- GIVEN TASK 1 -
Extract, word for word, the stretch of the passage on message-based discrimination from "An audience member" through "and is permitted.".
- GIVEN TASK 2 -
Decide whether each statement agrees with the passage on message-based discrimination, answering yes or no and quoting the deciding words: (a) Cole said there is a compelling interest in equal treatment by businesses open to the public; (b) the audience member's hypothetical concerned a T-shirt manufacturer; (c) Cole called refusing to sell a shirt with a given message to anyone permitted.
- GIVEN TASK 3 -
Carry on the passage on message-based discrimination from its final sentence.

- PASSAGE GIVEN -
*-*-*

The court ruled in Hurley — an anti-discrimination case on the basis of “sexual orientation discrimination in a public accommodations context” — that there was no compelling interest, he said.

“There is a compelling interest in ensuring every person is treated equally by businesses that are open to the public,” Cole countered.

Message-Based or Identity-Based?

An audience member later posed a hypothetical question to the lawyers, asking whether, if a heterosexual individual asked a designer to create a website celebrating same-sex marriage and the designer refused based on his or her beliefs about marriage, would that refusal be legal or illegal since the individual making the request is not considered a part of a “protected class.”

Cole answered the question with another hypothetical, contending that if a T-shirt manufacturer were asked to sell a shirt saying “Black Lives Matter” and refused because the manufacturer said it would not sell a shirt with that message to anyone, “that’s not discrimination based on the identity of the customer,” Cole said. “That is message-based discrimination” and is permitted.

*-*-*

- DATASET EXCERPT -

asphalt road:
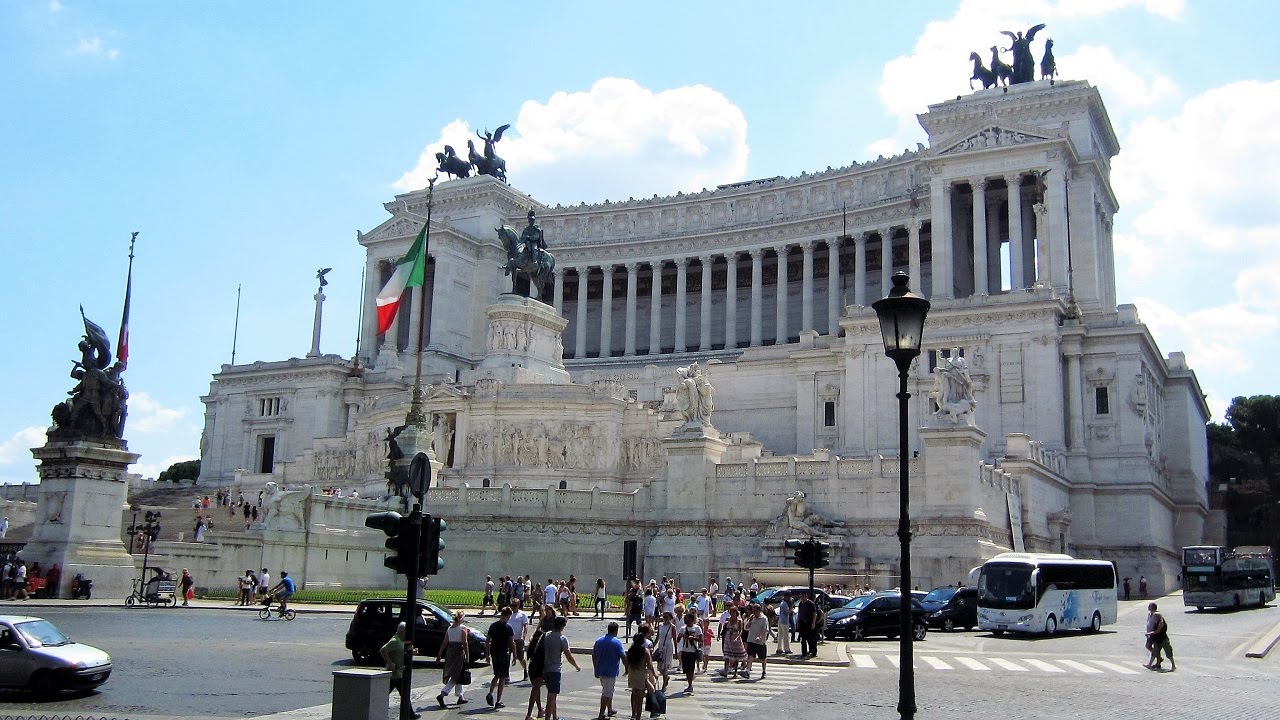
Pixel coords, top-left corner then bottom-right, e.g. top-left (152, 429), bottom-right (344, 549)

*-*-*

- EXERCISE RESPONSE 1 -
An audience member later posed a hypothetical question to the lawyers, asking whether, if a heterosexual individual asked a designer to create a website celebrating same-sex marriage and the designer refused based on his or her beliefs about marriage, would that refusal be legal or illegal since the individual making the request is not considered a part of a “protected class.”

Cole answered the question with another hypothetical, contending that if a T-shirt manufacturer were asked to sell a shirt saying “Black Lives Matter” and refused because the manufacturer said it would not sell a shirt with that message to anyone, “that’s not discrimination based on the identity of the customer,” Cole said. “That is message-based discrimination” and is permitted.

- EXERCISE RESPONSE 2 -
(a) Yes: "There is a compelling interest in ensuring every person is treated equally by businesses that are open to the public"
(b) No: "asked a designer to create a website celebrating same-sex marriage"
(c) Yes: "That is message-based discrimination” and is permitted"

- EXERCISE RESPONSE 3 -
That’s where the crux of the disagreement appeared to fall between Waggoner and Girgis on one side and Cole on the other. Is Smith asking the court for the freedom to engage in message-based discrimination or identity-based discrimination?

Waggoner says Smith is seeking the right to refuse service based on the message of the content, not the identity of the person requesting it.

Cole argues that because Smith is willing to create wedding websites for opposite-sex couples but not same-sex couples, she is discriminating based on identity, which is illegal.

Ultimately, the Supreme Court will decide whether Smith, and other designers like her, can refuse to create websites and other similar content for same-sex weddings.